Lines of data

++++++

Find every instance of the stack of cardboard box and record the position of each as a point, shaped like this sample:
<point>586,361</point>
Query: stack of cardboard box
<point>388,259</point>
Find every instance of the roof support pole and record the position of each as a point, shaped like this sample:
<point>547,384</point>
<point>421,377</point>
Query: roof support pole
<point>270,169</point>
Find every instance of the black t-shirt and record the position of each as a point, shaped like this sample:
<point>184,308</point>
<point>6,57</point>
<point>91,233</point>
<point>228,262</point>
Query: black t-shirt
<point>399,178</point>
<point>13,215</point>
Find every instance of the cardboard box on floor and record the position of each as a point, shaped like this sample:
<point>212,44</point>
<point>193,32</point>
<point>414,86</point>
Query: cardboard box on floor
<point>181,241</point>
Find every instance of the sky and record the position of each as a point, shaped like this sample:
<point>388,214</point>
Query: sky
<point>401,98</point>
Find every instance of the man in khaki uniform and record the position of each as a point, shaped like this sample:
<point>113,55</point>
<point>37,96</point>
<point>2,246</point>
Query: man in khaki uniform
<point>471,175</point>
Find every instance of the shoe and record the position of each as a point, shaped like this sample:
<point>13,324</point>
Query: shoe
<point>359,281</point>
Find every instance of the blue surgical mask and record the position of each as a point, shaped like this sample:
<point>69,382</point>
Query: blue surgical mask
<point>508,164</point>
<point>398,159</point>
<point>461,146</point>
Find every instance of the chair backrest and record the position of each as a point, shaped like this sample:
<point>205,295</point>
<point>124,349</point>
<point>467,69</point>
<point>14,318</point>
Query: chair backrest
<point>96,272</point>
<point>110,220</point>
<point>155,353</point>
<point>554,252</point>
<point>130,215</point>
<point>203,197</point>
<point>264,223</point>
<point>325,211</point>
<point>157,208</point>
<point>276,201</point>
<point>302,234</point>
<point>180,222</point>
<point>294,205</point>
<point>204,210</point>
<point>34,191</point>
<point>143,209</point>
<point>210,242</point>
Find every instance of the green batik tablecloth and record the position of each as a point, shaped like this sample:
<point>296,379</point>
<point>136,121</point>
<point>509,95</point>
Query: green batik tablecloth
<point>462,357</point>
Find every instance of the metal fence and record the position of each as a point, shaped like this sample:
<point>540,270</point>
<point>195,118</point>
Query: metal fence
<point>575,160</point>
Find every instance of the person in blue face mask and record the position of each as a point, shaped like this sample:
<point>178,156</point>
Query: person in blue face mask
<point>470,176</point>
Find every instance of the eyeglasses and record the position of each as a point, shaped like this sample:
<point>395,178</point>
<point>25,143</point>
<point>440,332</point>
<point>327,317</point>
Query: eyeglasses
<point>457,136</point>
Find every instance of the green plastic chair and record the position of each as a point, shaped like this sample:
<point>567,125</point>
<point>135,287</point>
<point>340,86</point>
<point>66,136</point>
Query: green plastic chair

++++++

▶ What you will do: Repeat every line of the records above word for word, changing nothing.

▶ Solution to this exercise:
Find every instance of the stack of cardboard box and record the position of each as a point, shaped like this sample:
<point>586,361</point>
Query: stack of cardboard box
<point>388,259</point>
Find every instance of the roof support pole and record the position of each as a point, shaped like this sample:
<point>547,384</point>
<point>421,377</point>
Query: roof support pole
<point>270,169</point>
Find every instance of the black t-shirt and record the position of each as a point, shaped like this sample:
<point>184,308</point>
<point>6,57</point>
<point>91,233</point>
<point>228,262</point>
Query: black t-shirt
<point>399,178</point>
<point>13,215</point>
Find every instance of the cardboard box on floor and record the position of each as a point, shaped like this sample:
<point>212,44</point>
<point>193,32</point>
<point>414,86</point>
Query: cardboard box on floor
<point>181,241</point>
Find every instance of the sky and record the position of each as a point, shaped like this sample:
<point>388,214</point>
Query: sky
<point>401,98</point>
Find every instance of the man in khaki uniform and record the position of each as a point, shaped like this sample:
<point>113,55</point>
<point>37,96</point>
<point>2,246</point>
Query: man in khaki uniform
<point>471,175</point>
Find every instance of the shoe and record the position of each as a point, shaped like this sample:
<point>13,324</point>
Query: shoe
<point>359,281</point>
Find every instance of the blue surgical mask and record the position of each as a point, shaped like this sample:
<point>69,382</point>
Query: blue surgical mask
<point>508,164</point>
<point>398,159</point>
<point>461,146</point>
Find every instance of the chair backrest and record the position of each as a point, shaped like this sample:
<point>205,295</point>
<point>124,349</point>
<point>467,69</point>
<point>14,318</point>
Query: chair backrest
<point>96,272</point>
<point>110,220</point>
<point>155,353</point>
<point>554,252</point>
<point>130,215</point>
<point>203,197</point>
<point>264,223</point>
<point>325,211</point>
<point>157,208</point>
<point>276,201</point>
<point>302,234</point>
<point>180,222</point>
<point>294,205</point>
<point>204,210</point>
<point>34,191</point>
<point>143,209</point>
<point>210,242</point>
Find every instance of the green batik tablecloth and record the position of each as a point, shaped like this sample:
<point>296,379</point>
<point>136,121</point>
<point>509,95</point>
Query: green batik tablecloth
<point>462,357</point>
Find every instance of the metal fence and record the position of each as a point, shaped like this sample:
<point>540,270</point>
<point>195,118</point>
Query: metal fence
<point>575,160</point>
Find every instance of the person in blue face mask and record the position of each as a point, shaped like this sample:
<point>178,156</point>
Query: person in blue face mask
<point>470,176</point>
Find every instance of the eyeglasses and record the position of each as a point, shaped like this sample:
<point>395,178</point>
<point>25,143</point>
<point>440,332</point>
<point>327,317</point>
Query: eyeglasses
<point>457,136</point>
Find every instance of the green plastic chair and record the position of each as a point, shaped like this sample:
<point>567,125</point>
<point>135,287</point>
<point>340,86</point>
<point>66,136</point>
Query: green plastic chair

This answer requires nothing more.